Stored dataset items:
- - -

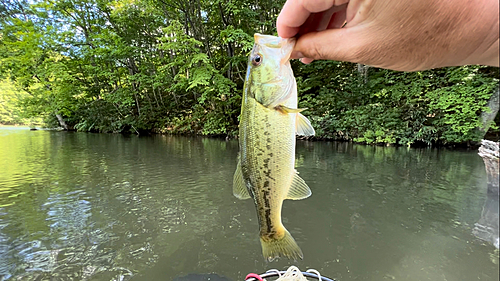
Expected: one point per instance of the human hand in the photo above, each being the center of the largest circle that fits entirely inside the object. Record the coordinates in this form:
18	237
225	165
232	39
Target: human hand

- - -

*TASK DETAILS*.
Search the entries for the word "hand" and copy every line that holds it.

*TASK OUTPUT*.
Expected: one point per instance of the human hand in the photo above, each being the center of the largest circle that fits entirely inside the object. Record the coordinates in this form:
Target: human hand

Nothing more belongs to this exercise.